-------- Provided material
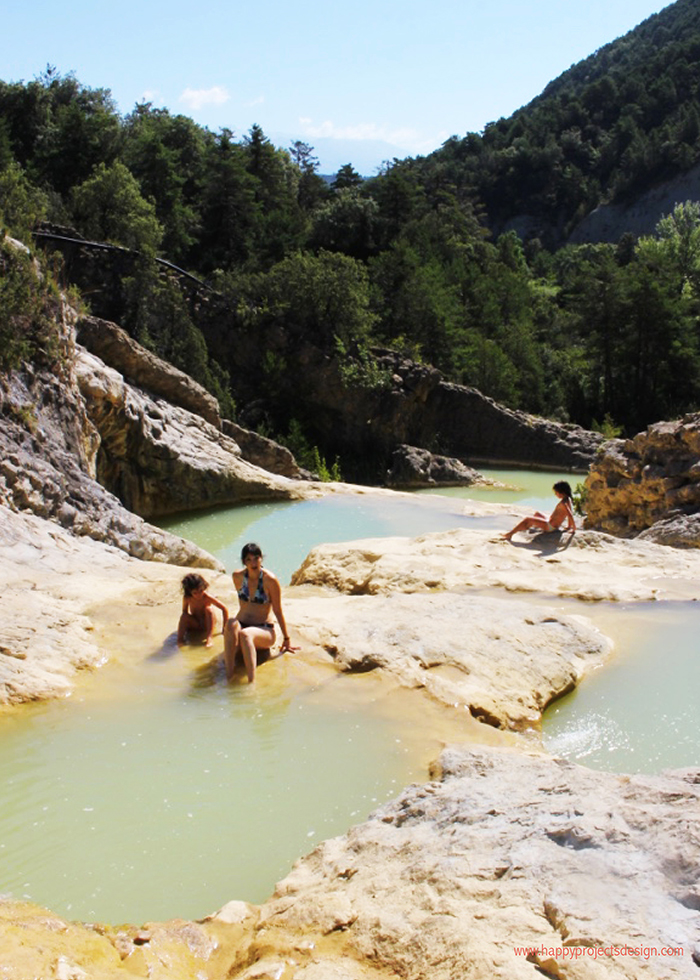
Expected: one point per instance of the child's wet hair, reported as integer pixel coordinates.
(563, 487)
(250, 549)
(192, 582)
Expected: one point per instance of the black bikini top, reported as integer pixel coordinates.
(244, 591)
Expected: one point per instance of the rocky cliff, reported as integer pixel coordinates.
(364, 422)
(649, 485)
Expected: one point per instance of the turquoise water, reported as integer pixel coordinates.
(640, 713)
(157, 790)
(525, 488)
(287, 530)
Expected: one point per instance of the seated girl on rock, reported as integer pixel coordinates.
(564, 511)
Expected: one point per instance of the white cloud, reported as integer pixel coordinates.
(411, 139)
(199, 97)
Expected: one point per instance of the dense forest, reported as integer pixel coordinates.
(604, 335)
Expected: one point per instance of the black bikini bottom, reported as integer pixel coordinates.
(261, 654)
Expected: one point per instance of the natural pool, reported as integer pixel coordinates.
(157, 790)
(640, 713)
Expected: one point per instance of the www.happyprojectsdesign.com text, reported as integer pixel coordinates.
(596, 952)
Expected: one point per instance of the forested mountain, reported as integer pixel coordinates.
(415, 259)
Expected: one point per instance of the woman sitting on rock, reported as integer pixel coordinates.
(251, 633)
(564, 511)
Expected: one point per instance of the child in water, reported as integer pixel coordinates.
(197, 613)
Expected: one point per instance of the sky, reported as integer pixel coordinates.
(361, 84)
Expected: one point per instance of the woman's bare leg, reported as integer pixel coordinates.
(253, 639)
(187, 622)
(232, 639)
(540, 522)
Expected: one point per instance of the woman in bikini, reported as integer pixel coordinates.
(251, 632)
(562, 512)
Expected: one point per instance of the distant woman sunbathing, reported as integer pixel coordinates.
(562, 512)
(251, 633)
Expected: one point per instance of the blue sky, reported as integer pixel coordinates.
(361, 82)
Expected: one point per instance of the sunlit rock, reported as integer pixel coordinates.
(649, 484)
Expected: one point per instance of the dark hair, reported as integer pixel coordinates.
(250, 549)
(193, 581)
(563, 487)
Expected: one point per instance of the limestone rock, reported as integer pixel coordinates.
(160, 459)
(590, 566)
(50, 581)
(143, 369)
(413, 467)
(263, 452)
(508, 864)
(654, 477)
(48, 450)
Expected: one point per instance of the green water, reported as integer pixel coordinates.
(178, 793)
(157, 790)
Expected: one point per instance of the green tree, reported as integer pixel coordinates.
(22, 206)
(322, 297)
(109, 207)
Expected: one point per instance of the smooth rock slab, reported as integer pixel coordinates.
(590, 566)
(505, 849)
(502, 659)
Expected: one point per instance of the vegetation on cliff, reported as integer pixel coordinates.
(408, 259)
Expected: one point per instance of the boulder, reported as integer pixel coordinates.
(412, 467)
(52, 580)
(589, 566)
(143, 369)
(500, 660)
(48, 450)
(649, 482)
(263, 452)
(158, 458)
(508, 864)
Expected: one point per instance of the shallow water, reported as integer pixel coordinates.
(287, 530)
(157, 790)
(640, 712)
(525, 488)
(160, 791)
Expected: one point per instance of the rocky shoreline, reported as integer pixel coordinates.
(503, 849)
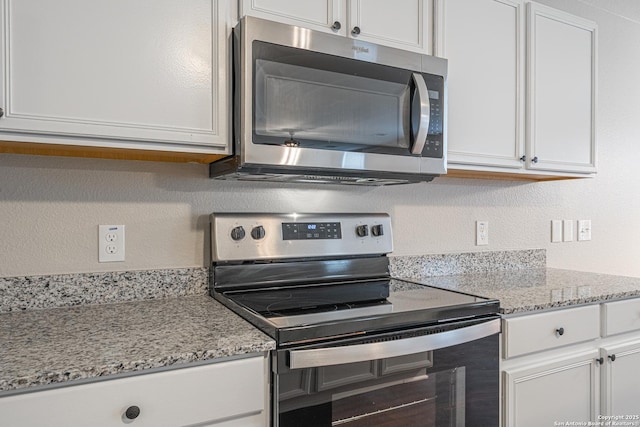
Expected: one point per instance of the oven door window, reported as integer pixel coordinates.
(314, 100)
(448, 387)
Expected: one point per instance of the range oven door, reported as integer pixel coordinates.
(317, 100)
(434, 376)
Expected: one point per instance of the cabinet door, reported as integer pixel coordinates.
(620, 393)
(319, 15)
(561, 91)
(403, 24)
(557, 391)
(203, 395)
(146, 71)
(483, 41)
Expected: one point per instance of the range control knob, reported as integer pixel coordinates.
(377, 230)
(237, 233)
(257, 232)
(362, 230)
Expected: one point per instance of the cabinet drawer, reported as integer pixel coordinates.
(620, 316)
(544, 331)
(198, 395)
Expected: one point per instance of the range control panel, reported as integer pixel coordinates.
(247, 237)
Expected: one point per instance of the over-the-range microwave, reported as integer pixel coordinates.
(317, 107)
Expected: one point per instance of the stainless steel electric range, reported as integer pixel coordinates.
(354, 346)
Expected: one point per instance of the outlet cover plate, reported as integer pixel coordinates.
(110, 243)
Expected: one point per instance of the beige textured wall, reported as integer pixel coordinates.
(50, 207)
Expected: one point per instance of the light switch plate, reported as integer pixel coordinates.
(584, 229)
(556, 231)
(567, 230)
(482, 233)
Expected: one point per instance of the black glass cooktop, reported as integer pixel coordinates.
(315, 312)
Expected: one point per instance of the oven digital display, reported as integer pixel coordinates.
(311, 230)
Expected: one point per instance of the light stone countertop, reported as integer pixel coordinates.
(527, 290)
(52, 346)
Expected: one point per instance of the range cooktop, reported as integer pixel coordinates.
(311, 277)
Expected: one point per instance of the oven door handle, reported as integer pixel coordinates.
(301, 359)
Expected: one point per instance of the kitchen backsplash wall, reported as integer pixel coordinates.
(466, 263)
(66, 290)
(51, 207)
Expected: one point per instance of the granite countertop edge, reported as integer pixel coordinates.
(52, 347)
(112, 371)
(528, 291)
(570, 303)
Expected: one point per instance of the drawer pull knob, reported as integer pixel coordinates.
(132, 412)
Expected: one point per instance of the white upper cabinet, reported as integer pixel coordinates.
(522, 89)
(561, 91)
(319, 15)
(482, 41)
(149, 74)
(403, 24)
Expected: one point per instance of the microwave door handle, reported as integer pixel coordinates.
(424, 108)
(313, 358)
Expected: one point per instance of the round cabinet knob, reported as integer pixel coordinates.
(362, 230)
(132, 412)
(257, 232)
(237, 233)
(377, 230)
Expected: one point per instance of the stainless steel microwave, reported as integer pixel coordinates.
(317, 107)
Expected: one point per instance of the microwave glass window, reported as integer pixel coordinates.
(315, 100)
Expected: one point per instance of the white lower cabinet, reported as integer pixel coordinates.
(621, 379)
(578, 375)
(553, 391)
(226, 394)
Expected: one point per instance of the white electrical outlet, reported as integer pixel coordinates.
(584, 229)
(567, 230)
(110, 243)
(482, 233)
----------------
## To do
What needs duplicating is the run of lines from the one containing "Expected: one point per instance of the light stone" through the last line of the entries above, exact and complete.

## Result for this task
Expected: one point per instance of the light stone countertop, reported as integer pixel coordinates.
(527, 290)
(52, 346)
Expected: one point per instance of the range cooktop, reported as integer pixel coordinates.
(311, 277)
Expected: one point per instance of the oven door handle, reported as integer pixel coordinates.
(301, 359)
Expected: one point per instance of the kitchen backsplash wall, reported as integer pixel coordinates.
(466, 263)
(66, 290)
(51, 207)
Expected: one point per instance of the granite countertop edge, reported as integer pixel coordinates.
(52, 347)
(112, 371)
(528, 291)
(570, 303)
Expected: one point per instance of the drawer pull knob, reported as integer pixel coordinates.
(132, 412)
Expected: one point per instance of the white upper cabinet, reported as integer pixel coordinates.
(522, 89)
(561, 91)
(319, 15)
(482, 41)
(149, 74)
(403, 24)
Expected: one point per instance of the microwave door handle, reported as integer pixel coordinates.
(424, 108)
(313, 358)
Expected: one point per instance of the round cabinet knob, reported as integer pixel coordinates.
(362, 230)
(132, 412)
(257, 232)
(237, 233)
(377, 230)
Expected: one point per instance of the stainless steel microwave, reported as integer pixel coordinates.
(317, 107)
Expected: one point per instance of the microwave glass window, reported as integer pixel coordinates.
(315, 100)
Expected: one point per instance of the white lower cabinet, reported as integer pixel coordinates.
(621, 379)
(578, 375)
(553, 391)
(226, 394)
Expected: one point per instance of the white electrical outlet, reported as integer pixel coordinates.
(584, 229)
(567, 230)
(110, 243)
(482, 233)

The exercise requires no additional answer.